* _Aim_: Reproduce each of the lines below word for word, in the same order.

* _Recorded data_:
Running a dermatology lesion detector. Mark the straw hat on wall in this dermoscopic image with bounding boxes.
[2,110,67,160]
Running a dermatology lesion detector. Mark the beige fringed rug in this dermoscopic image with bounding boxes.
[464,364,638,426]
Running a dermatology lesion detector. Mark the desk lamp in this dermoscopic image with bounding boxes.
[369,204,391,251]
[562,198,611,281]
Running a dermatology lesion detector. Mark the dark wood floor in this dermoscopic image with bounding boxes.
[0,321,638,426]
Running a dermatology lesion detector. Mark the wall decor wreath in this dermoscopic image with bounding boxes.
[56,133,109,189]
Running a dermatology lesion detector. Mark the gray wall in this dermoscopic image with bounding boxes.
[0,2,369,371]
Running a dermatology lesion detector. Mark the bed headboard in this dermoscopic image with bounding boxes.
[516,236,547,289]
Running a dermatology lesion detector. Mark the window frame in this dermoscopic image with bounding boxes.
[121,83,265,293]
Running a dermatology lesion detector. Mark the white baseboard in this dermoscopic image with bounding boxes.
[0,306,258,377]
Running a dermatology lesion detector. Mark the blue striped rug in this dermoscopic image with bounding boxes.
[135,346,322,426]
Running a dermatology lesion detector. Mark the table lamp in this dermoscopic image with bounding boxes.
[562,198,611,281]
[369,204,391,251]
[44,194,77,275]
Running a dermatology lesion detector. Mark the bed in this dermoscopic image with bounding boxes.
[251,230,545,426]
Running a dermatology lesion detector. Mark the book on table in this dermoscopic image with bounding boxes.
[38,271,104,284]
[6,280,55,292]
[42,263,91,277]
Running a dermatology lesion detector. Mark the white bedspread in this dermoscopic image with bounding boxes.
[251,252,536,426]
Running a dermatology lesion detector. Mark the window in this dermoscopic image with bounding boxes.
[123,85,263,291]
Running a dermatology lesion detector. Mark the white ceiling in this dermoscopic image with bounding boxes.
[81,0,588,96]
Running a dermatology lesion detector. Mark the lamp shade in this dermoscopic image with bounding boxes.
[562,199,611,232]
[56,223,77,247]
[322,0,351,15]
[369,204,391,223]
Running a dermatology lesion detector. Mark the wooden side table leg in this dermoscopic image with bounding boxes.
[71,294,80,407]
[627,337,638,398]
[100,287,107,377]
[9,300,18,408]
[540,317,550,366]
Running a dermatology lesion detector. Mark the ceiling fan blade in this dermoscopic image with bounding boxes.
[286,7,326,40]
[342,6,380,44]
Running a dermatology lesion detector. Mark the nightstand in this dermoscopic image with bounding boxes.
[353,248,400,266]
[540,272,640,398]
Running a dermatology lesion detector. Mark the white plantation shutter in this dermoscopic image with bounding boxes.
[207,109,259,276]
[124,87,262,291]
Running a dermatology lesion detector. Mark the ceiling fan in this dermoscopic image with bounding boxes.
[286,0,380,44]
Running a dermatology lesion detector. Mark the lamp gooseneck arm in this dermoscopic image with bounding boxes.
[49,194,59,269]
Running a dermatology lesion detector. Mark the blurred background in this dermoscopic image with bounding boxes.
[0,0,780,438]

* _Task solution_:
Running a dermatology lesion detector. Mark the straw hat on wall in this dermoscopic image with bounding boxes.
[2,110,67,160]
Running a dermatology lesion detector. Mark the beige fringed rug in this dermoscopic image with bounding boxes.
[464,364,638,426]
Running a dermatology lesion detector. Mark the desk lamp in this dermoscopic image with bounding boxes.
[369,204,391,251]
[562,198,611,281]
Running a dermatology lesion detector. Mark the dark wood floor in this dermoscopic image with bounding boxes.
[0,321,638,426]
Running a dermatology lesion detector. Mark the wall decor wreath in this dermoscopic image with bounding boxes.
[56,133,109,189]
Running a dermatology lesion detector. Mark the gray wall in this dermoscopic image with bounding boxes.
[0,2,369,371]
Running a dermatology lesion detector. Mark the bed headboard in this dermoscopic image with bounding boxes.
[516,236,547,289]
Running a dermatology lesion detector. Mark the window frame in this dermoscopic image with bounding boxes.
[121,83,265,293]
Running a dermatology lesion detector. Mark the white baseboard in this dermoscopic image with bounding boxes.
[0,306,258,377]
Running a dermatology lesion detector. Mark the blue striped rug in this dermoscopic image with bounding boxes.
[135,346,322,426]
Running a dermatology lesion detector. Mark the table lamp in this dermoscopic image with bounding boxes.
[562,198,611,281]
[369,204,391,251]
[44,194,77,275]
Running a dermatology lesion detector. Mark the bed in this dermoscopic image with bounding boxes.
[251,230,545,426]
Running a dermatology lesion detector. Mark the book on table in this dermoscopic image with bounding boxes.
[38,271,104,284]
[6,280,55,292]
[42,263,91,277]
Running a dermatology lesion detector. Mark the white bedspread in this dermoscopic image with bounding boxes.
[251,252,536,426]
Running a dermatology lesion detector. Mark the window in this dermoscopic image with bounding boxes.
[123,85,263,291]
Running a dermatology lesion detector. Mark the white ceiling in this dermoscopic image with bounding boxes.
[81,0,588,96]
Running a dermatology lesion detector. Mark the lamp shade in this dermoscopic image with bounding boxes.
[562,199,611,232]
[56,223,77,247]
[322,0,351,15]
[369,204,391,223]
Running a dermatology lesion detector. Mark the wooden side table leg in this dermoscopic image with bounding boxes.
[71,294,80,407]
[627,337,638,398]
[100,287,107,377]
[9,300,18,408]
[540,317,550,366]
Running a dermatology lesion detector. Mark the ceiling fan blade in this dermoscopic image with bounding boxes.
[286,7,326,40]
[342,6,380,44]
Running a dermatology lesion detector. Mark the nightstand in this dermoscopic image with bounding boxes.
[353,248,400,266]
[540,272,640,398]
Running a dermatology lesion detector. Mark the white plantation shutter in this dermoscopic image with bounding boxes.
[207,109,259,276]
[124,87,262,291]
Running a dermatology lesion detector. Mark the ceiling fan in this dermoscopic image with bounding boxes.
[286,0,380,44]
Running a dermatology lesion detector. Mark the lamp gooseneck arm in this dermoscopic image with bounding boxes.
[49,194,59,269]
Running a dermatology lesion detector. Mark the blurred background in this dermoscopic image with bounding boxes.
[0,0,780,438]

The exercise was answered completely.